June 2010
Features

SHALE ENERGY: Developing the Haynesville—Effects of petrophysical factors on Haynesville fluid flow and production

High geopressure gradient and initial production rates cause an overall rapid decline in production, with first-year decline rates up to 80%.

 


High geopressure gradient and initial production rates cause an overall rapid decline in production, with first-year decline rates up to 80%.

Fred P. Wang and Ursula Hammes, University of Texas at Austin

The Haynesville Shale in North Louisiana and East Texas is a unique North American gas shale play. With a geopressure gradient of more than 0.9 psi/ft and high average porosity ranging from 8% to 14%, it has also become one of the most productive gas shales, with about 2 Bcfd produced from about 440 wells. Because of its high porosity, low connate water saturation and relatively low total organic content (TOC), most free gas is stored in the inorganic mudrock matrix. In addition to natural fractures and high pressure, high calcite and quartz contents, ranging from 14% to 35%, can further enhance the shale’s brittleness.

One of the unique features of Haynesville production is that significantly less frac water than injected has flowed back during production. The loss of frac water has made water a critical issue in the area. The objectives of this study are to investigate the origin of low connate water saturation and its impacts on fluid flow in the Haynesville Shale.

GEOLOGY

The Upper Jurassic Haynesville Shale is an organic-rich mudstone that was deposited in a partly restricted basin related to a worldwide transgression. It is surrounded by carbonate platforms and islands in the south and west, and by clastic shelves in the north and northeast.1 The Haynesville unconformably overlies carbonates and evaporites of the Smackover, Buckner and Haynesville lime formations and is overlain by the siliciclastic-dominated shales and sandy shales of the Bossier Formation. Structurally influenced by the Cretaceous Sabine uplift and salt tectonics of the North Louisiana and East Texas salt basins, this formation dips from 10,000 ft of depth in the northeast to more than 14,000 ft in the west and south.

Paleogeography influences mineral composition that varies considerably in the main play area. The shale in the northern and northwestern part of the play is more clay- and siliciclastic-rich, whereas carbonate content and total organic content (TOC) increase further to the south and west due to proximity to carbonate platforms and due to restriction by Paleozoic structures such as the Sabine Island complex.1,2

FORMATION PRESSURE

One of the unique characteristics of the Haynesville Shale is that it is highly geopressured. The high pressure gradient tends to enhance porosity, gas content and apparent brittleness of gas shales. It increases gas content through the increases in porosity and gas density. Although, intrinsically, the Haynesville Shale is not as brittle as the Barnett Shale of Fort Worth Basin, Texas, the near-fracture-gradient formation pressure makes the effective stress (lithostatic pressure minus pore pressure) of the Haynesville Shale very low and, thus, makes the formation easy to frac.
——
_Goal 1_
From the records, copy out verbatim every line from the one containing "Guideline: mark the ledge" through the one containing "[[31, 89], [40, 87], [35, 22], [36, 57]]", both ends included.

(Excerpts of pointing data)
——
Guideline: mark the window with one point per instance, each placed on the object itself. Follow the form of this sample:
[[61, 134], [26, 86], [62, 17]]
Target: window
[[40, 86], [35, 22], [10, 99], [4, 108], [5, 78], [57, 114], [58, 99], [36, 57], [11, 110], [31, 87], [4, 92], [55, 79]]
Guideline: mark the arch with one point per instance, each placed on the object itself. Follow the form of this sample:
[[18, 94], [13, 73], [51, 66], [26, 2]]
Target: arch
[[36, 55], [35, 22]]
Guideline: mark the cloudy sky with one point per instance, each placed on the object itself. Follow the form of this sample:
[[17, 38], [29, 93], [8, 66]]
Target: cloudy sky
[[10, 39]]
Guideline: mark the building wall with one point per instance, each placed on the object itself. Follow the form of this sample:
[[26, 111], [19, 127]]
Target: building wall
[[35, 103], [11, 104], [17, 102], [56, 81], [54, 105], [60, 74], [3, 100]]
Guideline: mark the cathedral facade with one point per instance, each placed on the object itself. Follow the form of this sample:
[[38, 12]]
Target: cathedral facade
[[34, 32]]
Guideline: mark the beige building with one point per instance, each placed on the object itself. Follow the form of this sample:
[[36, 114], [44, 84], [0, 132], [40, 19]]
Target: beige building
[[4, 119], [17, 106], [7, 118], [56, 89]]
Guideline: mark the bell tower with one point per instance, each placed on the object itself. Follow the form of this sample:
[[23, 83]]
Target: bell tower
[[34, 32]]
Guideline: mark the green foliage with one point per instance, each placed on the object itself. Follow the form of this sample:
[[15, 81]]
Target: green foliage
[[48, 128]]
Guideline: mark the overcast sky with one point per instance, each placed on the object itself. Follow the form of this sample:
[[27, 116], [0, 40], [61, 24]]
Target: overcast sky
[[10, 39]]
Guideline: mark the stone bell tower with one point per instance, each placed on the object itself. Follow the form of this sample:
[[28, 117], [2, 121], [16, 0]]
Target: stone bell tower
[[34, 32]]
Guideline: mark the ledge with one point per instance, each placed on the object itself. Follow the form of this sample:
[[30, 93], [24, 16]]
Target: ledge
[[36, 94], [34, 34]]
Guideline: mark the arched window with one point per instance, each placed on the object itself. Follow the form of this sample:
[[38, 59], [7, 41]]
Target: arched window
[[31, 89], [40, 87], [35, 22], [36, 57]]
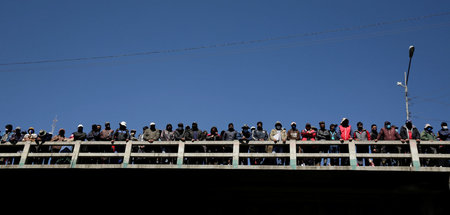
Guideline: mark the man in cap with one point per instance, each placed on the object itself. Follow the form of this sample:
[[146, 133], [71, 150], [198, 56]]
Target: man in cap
[[79, 134], [277, 135], [152, 134], [428, 135], [16, 136], [388, 133], [107, 133]]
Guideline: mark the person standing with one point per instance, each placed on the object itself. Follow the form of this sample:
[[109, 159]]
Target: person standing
[[388, 133], [428, 135]]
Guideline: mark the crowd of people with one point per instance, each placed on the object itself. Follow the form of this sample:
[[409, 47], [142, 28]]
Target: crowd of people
[[342, 132]]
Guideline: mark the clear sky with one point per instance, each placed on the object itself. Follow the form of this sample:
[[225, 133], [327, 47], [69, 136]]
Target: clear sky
[[343, 71]]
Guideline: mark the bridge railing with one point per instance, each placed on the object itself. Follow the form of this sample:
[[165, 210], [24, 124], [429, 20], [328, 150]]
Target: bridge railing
[[351, 155]]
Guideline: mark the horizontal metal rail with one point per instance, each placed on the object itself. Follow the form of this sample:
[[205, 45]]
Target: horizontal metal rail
[[236, 153]]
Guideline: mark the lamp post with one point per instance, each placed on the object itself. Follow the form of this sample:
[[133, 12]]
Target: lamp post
[[411, 53]]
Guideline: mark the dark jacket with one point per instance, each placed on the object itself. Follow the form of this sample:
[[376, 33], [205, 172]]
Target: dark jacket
[[93, 136], [323, 134], [230, 135], [294, 134], [334, 135], [179, 133], [388, 134], [444, 134], [260, 134], [79, 136], [404, 133], [121, 135]]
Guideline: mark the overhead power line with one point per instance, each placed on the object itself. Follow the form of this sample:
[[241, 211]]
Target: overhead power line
[[229, 44]]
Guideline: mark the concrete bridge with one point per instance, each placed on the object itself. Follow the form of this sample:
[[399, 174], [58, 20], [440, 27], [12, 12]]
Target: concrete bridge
[[183, 186], [24, 155]]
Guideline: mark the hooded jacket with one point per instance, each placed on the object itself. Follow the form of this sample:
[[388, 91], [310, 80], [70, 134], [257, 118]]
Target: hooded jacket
[[404, 133]]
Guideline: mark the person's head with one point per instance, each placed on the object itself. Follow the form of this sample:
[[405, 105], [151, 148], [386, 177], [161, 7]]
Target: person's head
——
_Goal 2_
Continue the article on the Haynesville Shale from the point where it stops.

_Reply 1_
Guideline: mark the ledge with one point per instance, each placed on the object itself. Follow the form of this sample:
[[30, 93], [24, 16]]
Target: ledge
[[36, 94], [34, 34]]
Guideline: mark the arched window with one point per instance, each placed on the object itself. Follow the form of this sample:
[[38, 59], [7, 41]]
Target: arched window
[[31, 89], [40, 87], [35, 22], [36, 57]]

_Reply 2_
Because of the extremely low permeabilities of gas shales, static bottomhole pressures cannot be determined, and shut-in tubing, shut-in casing or flowing casing pressures are normally reported in well tests. Bottomhole pressures of Haynesville Shale wells along with those of high-pressure wells of the Haynesville limestone and Bossier sand/shale were estimated from test data and mapped in Fig. 1. Pressure increases from 7,000 psi in Harrison County, Texas, to over 10,000 psi in San Augustine and Nacogdoches Counties, Texas, and Red River Parish, Louisiana. They are equivalent to pressure gradients from 0.6 psi to more than 0.95 psi/ft, with an average of 0.8 psi/ft.

 

 Pressure contours in the Haynesville Shale producing area showing increasing pressure toward the south and east within the core area. 

Fig. 1. Pressure contours in the Haynesville Shale producing area showing increasing pressure toward the south and east within the core area.

Using more than 7,000 pressure data points (from the IHS database) from Travis Peak to Smackover reservoirs, the pressure-depth relationship in the East Texas/North Louisiana salt basin was plotted, Fig. 2. Wells with pressures less than the hydrostatic pressure gradient (0.45 psi/ft) were deleted. At depths greater than 10,000 ft, not only the Haynesville Shale but also parts of the Cotton Valley, Bossier, Haynesville limestone and Smackover formations are typically moderately to highly geopressured.

 

 The relationship between estimated formation pressure and depth. 

Fig. 2. The relationship between estimated formation pressure and depth.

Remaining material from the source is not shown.